Segment Start: Given information

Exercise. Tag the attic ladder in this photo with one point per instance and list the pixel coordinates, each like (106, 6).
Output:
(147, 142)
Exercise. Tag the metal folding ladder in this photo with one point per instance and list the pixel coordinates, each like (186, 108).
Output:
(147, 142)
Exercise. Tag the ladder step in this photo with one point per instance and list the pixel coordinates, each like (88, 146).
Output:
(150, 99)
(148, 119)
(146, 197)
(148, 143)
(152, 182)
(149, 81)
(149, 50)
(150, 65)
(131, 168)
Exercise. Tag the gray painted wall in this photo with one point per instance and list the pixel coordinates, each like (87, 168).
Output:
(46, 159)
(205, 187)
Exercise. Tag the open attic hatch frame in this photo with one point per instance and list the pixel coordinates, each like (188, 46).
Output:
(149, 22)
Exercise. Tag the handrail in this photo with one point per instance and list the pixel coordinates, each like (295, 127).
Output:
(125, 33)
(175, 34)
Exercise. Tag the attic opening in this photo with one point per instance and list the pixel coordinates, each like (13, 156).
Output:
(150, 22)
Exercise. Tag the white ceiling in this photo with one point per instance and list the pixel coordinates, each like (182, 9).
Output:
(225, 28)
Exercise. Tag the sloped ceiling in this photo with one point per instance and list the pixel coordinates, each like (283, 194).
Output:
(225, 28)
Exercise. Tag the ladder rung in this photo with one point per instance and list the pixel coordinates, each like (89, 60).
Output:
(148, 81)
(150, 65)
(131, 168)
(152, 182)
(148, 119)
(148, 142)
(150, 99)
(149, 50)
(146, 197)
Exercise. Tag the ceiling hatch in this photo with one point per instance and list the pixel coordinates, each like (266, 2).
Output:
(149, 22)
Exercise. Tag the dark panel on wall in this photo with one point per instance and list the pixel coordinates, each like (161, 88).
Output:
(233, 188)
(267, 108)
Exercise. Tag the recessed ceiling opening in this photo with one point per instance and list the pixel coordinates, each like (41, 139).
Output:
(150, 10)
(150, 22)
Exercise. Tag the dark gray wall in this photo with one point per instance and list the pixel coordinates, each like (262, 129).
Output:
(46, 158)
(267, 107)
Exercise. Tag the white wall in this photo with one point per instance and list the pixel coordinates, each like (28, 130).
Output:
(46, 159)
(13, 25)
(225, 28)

Segment End: Given information

## Brief
Match on "gray" and copy out every line of the entries that contains it.

## Output of the task
Exercise. Tag the gray painted wall in this photo with one point per instance and list the pixel coordinates, each like (87, 168).
Exercise. Tag the dark gray wall in this photo with one point per instance and list the pixel coordinates, each like (262, 129).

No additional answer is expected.